No se esconden en antros ni lupanares, están ahí, en los bares habituales. A veces es muy difícil percatarse, ni siquiera te das cuenta, bailas con una chica, ríes y a los cinco minutos le estás pagando una copa de coñac a su amiga.

En el final del asco profundo que despiertan los embrutecidos machos en sus envites de cintura contra el muslo de la niña, hay también algo de comprensión y compasión. En ese momento se creen que controlan la inseguridad que les ha jodido a lo largo de toda su vida por el módico precio de, pongamos que, cien euros.

No puedo decir que sintiera vergüenza ajena, porque mis pulsiones eran demasiado parecidas a las de ellos como para tirar la primera piedra.

No sé en otros casos cómo será. En el mío, intenté indagar, hacerla reír, saber quién era. Pero sólo encontré un muro infranqueable, alguien aparentemente cómoda en su meretriz posición. Hasta el punto de que llegué a dudar de si verdaderamente quedaba algo detrás de ese muro.

Ahora que lo pienso, no creo que un imbécil que llegue a las cuatro de la mañana de buen samaritano fuera a enternecerle demasiado el corazón, cuando la única puerta que le abre poseer una belleza sublime es la de un hostal cada noche.

De los que estábamos allí, sólo unos pocos pasábamos los 22 ó 23 años. El resto de la escena grotesca estaba compuesto, ellos y ellas, de chavales jóvenes, normalmente guapos y universitarios, cuyos valores morales no les suponen el menor inconveniente para negociar. Un sueño de ambición en una mano, un sueño de libertad en la otra, mientras van asumiendo, rebuscando y renegando de su tiempo.

......

#### [Tareas propuestas]
[1] Según el texto, ¿por qué quien narra no puede decir que sintiera vergüenza ajena? Responde en una o dos oraciones.
[2] Cita del texto el pasaje que va desde "No se esconden" hasta "que, cien euros.".

[Filas del conjunto de datos de señalamiento de objetos]
......

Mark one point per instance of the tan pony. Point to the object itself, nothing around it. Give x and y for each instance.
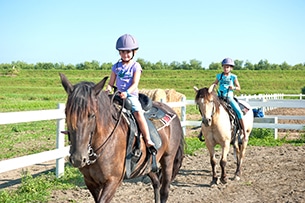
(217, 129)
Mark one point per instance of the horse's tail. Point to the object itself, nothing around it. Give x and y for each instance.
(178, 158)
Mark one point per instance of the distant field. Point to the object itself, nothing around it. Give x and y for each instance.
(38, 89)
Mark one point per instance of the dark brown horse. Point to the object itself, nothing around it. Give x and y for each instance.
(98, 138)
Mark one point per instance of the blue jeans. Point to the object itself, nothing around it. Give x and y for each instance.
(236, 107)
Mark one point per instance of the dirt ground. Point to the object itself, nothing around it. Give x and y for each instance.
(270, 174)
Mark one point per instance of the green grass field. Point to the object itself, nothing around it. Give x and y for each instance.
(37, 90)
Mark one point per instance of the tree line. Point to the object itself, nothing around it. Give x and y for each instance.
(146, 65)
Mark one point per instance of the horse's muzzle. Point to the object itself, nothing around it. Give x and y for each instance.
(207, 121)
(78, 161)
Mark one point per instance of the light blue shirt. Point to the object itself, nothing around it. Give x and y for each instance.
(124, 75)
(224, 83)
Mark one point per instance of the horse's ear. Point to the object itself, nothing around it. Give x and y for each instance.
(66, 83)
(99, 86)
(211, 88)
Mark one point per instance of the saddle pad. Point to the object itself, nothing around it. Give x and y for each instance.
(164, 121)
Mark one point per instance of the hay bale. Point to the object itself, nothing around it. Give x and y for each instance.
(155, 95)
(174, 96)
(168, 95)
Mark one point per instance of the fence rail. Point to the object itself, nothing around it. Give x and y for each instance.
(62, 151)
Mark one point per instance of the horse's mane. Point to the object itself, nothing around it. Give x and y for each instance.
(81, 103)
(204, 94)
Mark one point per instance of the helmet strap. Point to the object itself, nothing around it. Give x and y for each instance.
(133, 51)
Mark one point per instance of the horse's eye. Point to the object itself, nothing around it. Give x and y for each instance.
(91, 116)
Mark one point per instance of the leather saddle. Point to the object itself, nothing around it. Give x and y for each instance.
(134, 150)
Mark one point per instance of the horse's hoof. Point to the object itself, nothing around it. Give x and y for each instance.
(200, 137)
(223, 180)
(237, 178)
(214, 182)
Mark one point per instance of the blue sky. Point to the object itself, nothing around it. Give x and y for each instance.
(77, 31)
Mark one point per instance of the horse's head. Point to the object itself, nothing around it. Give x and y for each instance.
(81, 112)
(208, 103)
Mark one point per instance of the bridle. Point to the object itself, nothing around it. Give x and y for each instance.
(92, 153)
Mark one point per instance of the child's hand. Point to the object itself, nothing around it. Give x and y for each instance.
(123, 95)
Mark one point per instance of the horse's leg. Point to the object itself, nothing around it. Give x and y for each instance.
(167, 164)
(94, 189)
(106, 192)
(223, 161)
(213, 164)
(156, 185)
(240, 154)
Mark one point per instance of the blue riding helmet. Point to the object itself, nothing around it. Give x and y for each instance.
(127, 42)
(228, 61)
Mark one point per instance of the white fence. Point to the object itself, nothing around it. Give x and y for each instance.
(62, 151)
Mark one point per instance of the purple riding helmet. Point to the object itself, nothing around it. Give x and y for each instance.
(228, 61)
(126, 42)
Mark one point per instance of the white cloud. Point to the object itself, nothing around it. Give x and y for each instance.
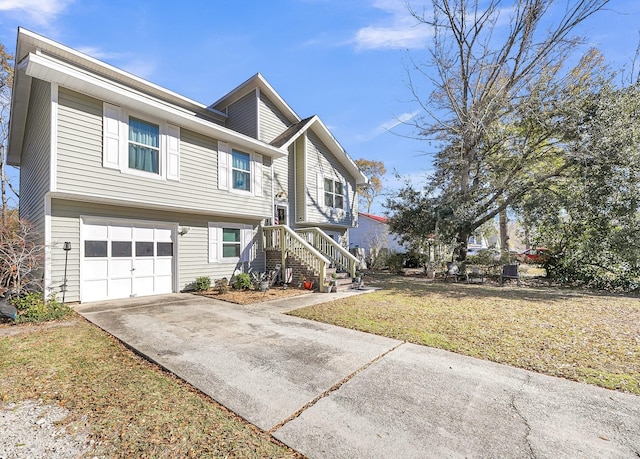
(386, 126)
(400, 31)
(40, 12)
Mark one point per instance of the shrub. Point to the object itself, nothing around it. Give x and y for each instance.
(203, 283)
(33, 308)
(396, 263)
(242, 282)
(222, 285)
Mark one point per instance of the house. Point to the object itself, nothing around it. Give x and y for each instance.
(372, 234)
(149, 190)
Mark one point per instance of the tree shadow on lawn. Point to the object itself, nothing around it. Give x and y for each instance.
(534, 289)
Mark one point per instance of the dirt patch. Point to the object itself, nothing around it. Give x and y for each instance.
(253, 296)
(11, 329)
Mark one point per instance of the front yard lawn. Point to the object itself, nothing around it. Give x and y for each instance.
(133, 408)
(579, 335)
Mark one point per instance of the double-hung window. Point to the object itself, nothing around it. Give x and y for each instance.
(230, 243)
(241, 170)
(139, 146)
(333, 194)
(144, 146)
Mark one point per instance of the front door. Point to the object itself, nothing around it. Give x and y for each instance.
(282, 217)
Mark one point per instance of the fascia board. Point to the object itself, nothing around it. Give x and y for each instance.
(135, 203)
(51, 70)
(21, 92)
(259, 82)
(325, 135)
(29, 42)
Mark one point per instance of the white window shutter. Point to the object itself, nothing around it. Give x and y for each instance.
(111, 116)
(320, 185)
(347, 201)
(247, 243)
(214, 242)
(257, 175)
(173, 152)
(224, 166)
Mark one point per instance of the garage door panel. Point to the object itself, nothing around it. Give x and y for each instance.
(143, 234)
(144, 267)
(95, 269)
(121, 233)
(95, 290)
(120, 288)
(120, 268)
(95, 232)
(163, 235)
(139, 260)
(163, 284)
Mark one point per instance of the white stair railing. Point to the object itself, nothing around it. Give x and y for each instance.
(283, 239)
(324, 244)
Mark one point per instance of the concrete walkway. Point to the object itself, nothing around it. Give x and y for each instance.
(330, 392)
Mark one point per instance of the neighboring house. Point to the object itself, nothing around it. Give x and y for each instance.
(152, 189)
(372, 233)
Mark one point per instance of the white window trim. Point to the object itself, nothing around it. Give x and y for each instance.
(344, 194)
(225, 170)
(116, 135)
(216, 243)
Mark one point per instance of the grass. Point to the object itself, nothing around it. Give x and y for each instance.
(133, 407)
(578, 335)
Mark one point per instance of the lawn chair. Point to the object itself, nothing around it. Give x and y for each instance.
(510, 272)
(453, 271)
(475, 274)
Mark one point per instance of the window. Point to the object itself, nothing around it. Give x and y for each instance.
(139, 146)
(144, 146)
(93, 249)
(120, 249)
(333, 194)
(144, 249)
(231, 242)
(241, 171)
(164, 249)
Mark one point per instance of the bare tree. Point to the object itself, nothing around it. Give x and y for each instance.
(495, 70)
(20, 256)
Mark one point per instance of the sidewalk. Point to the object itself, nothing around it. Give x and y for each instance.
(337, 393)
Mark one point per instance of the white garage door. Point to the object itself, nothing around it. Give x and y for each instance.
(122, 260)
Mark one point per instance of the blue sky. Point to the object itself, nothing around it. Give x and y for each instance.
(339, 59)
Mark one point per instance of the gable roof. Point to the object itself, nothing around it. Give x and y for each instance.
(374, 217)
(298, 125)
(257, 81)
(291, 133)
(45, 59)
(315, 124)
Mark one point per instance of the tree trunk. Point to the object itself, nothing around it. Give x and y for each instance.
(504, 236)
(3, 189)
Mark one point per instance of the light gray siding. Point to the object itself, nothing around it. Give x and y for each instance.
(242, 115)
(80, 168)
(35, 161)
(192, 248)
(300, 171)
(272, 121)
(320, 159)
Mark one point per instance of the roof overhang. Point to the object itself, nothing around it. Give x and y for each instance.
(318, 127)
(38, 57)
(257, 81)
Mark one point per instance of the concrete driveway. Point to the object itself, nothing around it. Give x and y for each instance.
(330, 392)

......

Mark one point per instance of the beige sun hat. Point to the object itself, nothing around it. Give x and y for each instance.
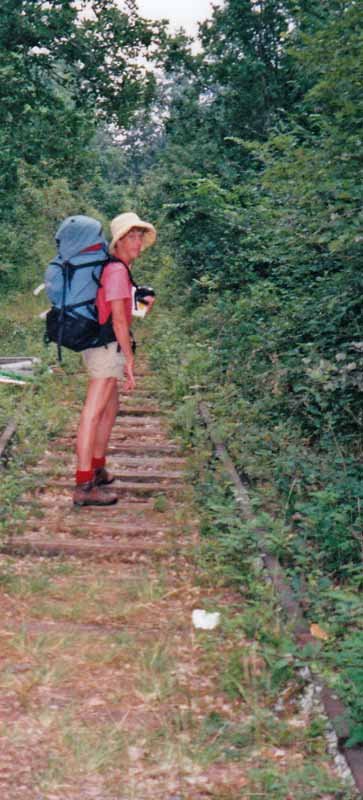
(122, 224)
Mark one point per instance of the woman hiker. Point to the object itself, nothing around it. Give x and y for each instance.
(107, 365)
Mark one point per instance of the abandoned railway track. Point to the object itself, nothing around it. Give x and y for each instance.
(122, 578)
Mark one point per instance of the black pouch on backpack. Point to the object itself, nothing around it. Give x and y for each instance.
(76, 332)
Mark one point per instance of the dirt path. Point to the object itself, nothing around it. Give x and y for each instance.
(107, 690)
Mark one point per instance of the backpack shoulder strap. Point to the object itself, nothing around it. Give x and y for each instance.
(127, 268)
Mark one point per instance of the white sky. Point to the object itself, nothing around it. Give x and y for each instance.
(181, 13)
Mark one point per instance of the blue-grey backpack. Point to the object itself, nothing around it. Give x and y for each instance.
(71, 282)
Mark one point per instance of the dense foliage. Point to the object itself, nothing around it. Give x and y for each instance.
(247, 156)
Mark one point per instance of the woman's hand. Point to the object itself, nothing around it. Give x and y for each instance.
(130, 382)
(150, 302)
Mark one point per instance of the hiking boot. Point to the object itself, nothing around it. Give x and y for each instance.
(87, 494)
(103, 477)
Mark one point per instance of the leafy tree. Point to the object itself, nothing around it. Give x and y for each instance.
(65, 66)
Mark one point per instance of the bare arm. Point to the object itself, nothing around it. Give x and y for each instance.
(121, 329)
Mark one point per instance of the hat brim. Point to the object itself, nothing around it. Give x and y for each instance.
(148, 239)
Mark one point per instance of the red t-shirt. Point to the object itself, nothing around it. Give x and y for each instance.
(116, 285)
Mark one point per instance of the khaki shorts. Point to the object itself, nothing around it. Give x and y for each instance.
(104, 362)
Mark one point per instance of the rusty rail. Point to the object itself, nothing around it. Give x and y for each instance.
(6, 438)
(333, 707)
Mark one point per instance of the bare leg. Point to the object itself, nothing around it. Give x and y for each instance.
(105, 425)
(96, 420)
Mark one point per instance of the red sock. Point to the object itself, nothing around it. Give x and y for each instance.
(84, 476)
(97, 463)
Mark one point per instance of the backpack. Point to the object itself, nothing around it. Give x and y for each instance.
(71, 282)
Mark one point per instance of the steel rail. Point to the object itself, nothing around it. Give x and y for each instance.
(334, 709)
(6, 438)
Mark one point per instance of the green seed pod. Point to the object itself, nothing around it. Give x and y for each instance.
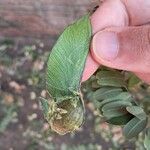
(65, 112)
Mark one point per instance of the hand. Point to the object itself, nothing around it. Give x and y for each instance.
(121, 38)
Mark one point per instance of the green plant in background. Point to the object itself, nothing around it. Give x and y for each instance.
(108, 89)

......

#### [Soluciones]
[1] Porque sus pulsiones eran demasiado parecidas a las de aquellos hombres como para tirar la primera piedra.

[2]
No se esconden en antros ni lupanares, están ahí, en los bares habituales. A veces es muy difícil percatarse, ni siquiera te das cuenta, bailas con una chica, ríes y a los cinco minutos le estás pagando una copa de coñac a su amiga.

En el final del asco profundo que despiertan los embrutecidos machos en sus envites de cintura contra el muslo de la niña, hay también algo de comprensión y compasión. En ese momento se creen que controlan la inseguridad que les ha jodido a lo largo de toda su vida por el módico precio de, pongamos que, cien euros.